— Set exercise —
The listing below should be written out exactly; please include all of it.

— Records for the task —

□ □ □ □ □ □ □

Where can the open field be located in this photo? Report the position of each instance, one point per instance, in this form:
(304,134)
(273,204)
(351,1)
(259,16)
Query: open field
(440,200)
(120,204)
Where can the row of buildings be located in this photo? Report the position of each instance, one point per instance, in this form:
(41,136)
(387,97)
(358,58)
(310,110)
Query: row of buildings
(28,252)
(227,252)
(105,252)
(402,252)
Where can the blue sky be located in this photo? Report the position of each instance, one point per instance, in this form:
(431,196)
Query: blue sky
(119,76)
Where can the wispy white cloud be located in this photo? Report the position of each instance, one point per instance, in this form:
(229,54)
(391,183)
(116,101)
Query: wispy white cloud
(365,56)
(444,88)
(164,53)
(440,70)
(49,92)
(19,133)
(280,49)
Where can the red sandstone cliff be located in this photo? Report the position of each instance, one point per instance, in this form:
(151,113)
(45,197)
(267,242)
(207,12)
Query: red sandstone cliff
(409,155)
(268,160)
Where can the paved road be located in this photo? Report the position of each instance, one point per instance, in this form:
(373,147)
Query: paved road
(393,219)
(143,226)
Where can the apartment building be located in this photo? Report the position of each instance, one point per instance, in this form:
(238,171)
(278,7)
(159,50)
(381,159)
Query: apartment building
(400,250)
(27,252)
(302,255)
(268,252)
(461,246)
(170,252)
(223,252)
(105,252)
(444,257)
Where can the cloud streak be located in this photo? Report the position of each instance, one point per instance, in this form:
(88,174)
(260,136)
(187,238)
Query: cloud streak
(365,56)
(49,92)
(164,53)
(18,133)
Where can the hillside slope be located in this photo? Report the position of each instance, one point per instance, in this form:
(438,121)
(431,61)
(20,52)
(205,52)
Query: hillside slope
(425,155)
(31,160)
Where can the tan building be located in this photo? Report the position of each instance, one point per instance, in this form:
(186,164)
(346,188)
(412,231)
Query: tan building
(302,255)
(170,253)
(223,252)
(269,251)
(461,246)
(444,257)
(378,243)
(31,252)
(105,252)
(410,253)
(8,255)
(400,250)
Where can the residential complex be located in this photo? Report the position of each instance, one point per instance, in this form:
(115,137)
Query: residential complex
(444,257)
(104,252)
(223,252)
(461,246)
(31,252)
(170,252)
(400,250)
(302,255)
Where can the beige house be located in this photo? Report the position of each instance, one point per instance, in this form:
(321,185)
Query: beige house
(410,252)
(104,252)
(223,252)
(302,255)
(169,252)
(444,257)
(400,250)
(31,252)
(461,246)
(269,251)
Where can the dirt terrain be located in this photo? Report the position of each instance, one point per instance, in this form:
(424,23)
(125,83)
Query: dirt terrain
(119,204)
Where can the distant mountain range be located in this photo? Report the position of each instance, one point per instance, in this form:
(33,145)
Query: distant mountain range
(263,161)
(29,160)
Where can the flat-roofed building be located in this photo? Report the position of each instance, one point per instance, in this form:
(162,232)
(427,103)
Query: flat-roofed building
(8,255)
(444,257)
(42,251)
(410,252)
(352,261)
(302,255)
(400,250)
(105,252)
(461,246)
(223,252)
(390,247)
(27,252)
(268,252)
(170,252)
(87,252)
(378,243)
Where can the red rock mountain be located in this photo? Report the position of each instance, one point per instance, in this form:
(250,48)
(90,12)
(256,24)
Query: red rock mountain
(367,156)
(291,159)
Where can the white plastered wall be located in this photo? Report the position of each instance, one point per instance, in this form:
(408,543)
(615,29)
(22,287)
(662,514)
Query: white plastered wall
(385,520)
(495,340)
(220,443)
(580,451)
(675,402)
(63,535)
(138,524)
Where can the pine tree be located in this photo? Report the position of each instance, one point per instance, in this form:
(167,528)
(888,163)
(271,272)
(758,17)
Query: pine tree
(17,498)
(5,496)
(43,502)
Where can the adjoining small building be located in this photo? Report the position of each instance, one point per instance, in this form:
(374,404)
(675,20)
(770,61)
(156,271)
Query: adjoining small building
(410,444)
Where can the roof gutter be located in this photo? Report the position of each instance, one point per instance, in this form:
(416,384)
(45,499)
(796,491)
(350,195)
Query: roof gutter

□ □ □ □ □ □ □

— Task result —
Where can the open field be located in this photo? Report the position of each instance, one point per instance, in this form:
(304,134)
(273,204)
(351,1)
(259,16)
Query: open field
(440,200)
(120,204)
Where can the row of buildings be located in this photo? Report the position of each instance, one point per instance, in this form:
(41,136)
(387,97)
(358,58)
(310,110)
Query: row of buildings
(28,252)
(227,252)
(105,252)
(402,252)
Where can the blue sky be located in this photo? Report the position of each instance, one point per instance, in this form:
(431,196)
Query: blue sky
(119,76)
Where can the wispy white cloud be located in this photo? Report the position of each instance, one point per instance, in this form:
(229,54)
(391,183)
(116,101)
Query: wispy white cloud
(365,56)
(444,88)
(164,53)
(440,70)
(49,92)
(19,133)
(280,49)
Where can the red sandstone cliff be located in this photo? Report the position of each instance, one point per instance, in this form:
(151,113)
(45,197)
(267,242)
(207,12)
Query: red sandstone cliff
(409,155)
(268,160)
Where can the paved road be located in this photo? Report the position of each instance, one point per instance, in this form:
(373,147)
Query: paved road
(393,219)
(143,226)
Where can the apartment building be located in this photo? Report the position of each instance, one point per instance, in this form:
(238,171)
(278,7)
(159,50)
(381,159)
Query: apartment building
(400,250)
(27,252)
(302,255)
(268,252)
(461,246)
(170,252)
(223,252)
(105,252)
(444,257)
Where can the cloud streak be located in this photo? Report the position of each instance, one point per instance, in this form:
(88,174)
(260,136)
(187,238)
Query: cloud streak
(365,56)
(49,92)
(164,53)
(18,133)
Where can the hillside slope be located in this photo? Report the position of each instance, one point per instance, in this form:
(438,121)
(431,61)
(20,52)
(205,52)
Query: hillside slope
(425,155)
(31,160)
Where can the tan building be located in this photo? Report the position of each instance, one point per instance, in this form:
(186,164)
(346,188)
(412,231)
Query: tan building
(302,255)
(170,253)
(223,252)
(269,251)
(461,246)
(444,257)
(378,243)
(31,252)
(105,252)
(410,253)
(8,255)
(400,250)
Where can the residential complex be located in this photo? Report the position of each instance, one point per instance, in this form:
(115,137)
Query: residential complex
(444,257)
(104,252)
(223,252)
(461,246)
(31,252)
(170,252)
(400,250)
(302,255)
Where can the beige house be located in this photo? Report the position of each instance, one point per instance, in this form:
(321,185)
Query: beige house
(410,252)
(104,252)
(223,252)
(302,255)
(169,252)
(444,257)
(400,250)
(31,252)
(461,246)
(269,251)
Where can the dirt terrain be located in this photo? Report the position of each instance, one point per instance, in this form:
(424,23)
(125,83)
Query: dirt terrain
(119,204)
Where can the distant mountain range be located in this photo? Report the position of each instance, one point per instance, in this form:
(33,145)
Query: distant mountain range
(263,161)
(29,160)
Where can the flat-roofed building be located in this photo? Report the position of each instance, one point per instance, in this form:
(162,232)
(427,103)
Query: flat-roofed building
(8,255)
(444,257)
(42,251)
(410,252)
(352,261)
(302,255)
(400,250)
(105,252)
(461,246)
(223,252)
(390,247)
(27,252)
(268,252)
(170,252)
(87,252)
(378,243)
Where can the red rock mountain be located in this photo? Report the position of each instance, one point per instance, in this form:
(250,48)
(90,12)
(256,24)
Query: red rock mountain
(367,156)
(291,159)
Where can the white plastered wall be located in this photo? Report the position of each instance, one point per instance, in this form:
(408,543)
(615,29)
(22,287)
(662,514)
Query: white plastered wall
(385,520)
(495,340)
(220,443)
(580,451)
(675,402)
(63,535)
(138,524)
Where can the pine tree be located in this photo? Report the position of each instance, one point per instance, in this form:
(167,528)
(888,163)
(271,272)
(758,17)
Query: pine tree
(17,498)
(5,496)
(43,502)
Where can the adjoining small building be located in this photo? Report the position of each instance, one point per instance, in this form:
(374,404)
(675,20)
(770,61)
(156,271)
Query: adjoining small building
(410,444)
Where can the roof gutter be located in this photo? Report the position of each instance, one point per instance, in this form:
(416,384)
(45,499)
(796,491)
(350,195)
Query: roof gutter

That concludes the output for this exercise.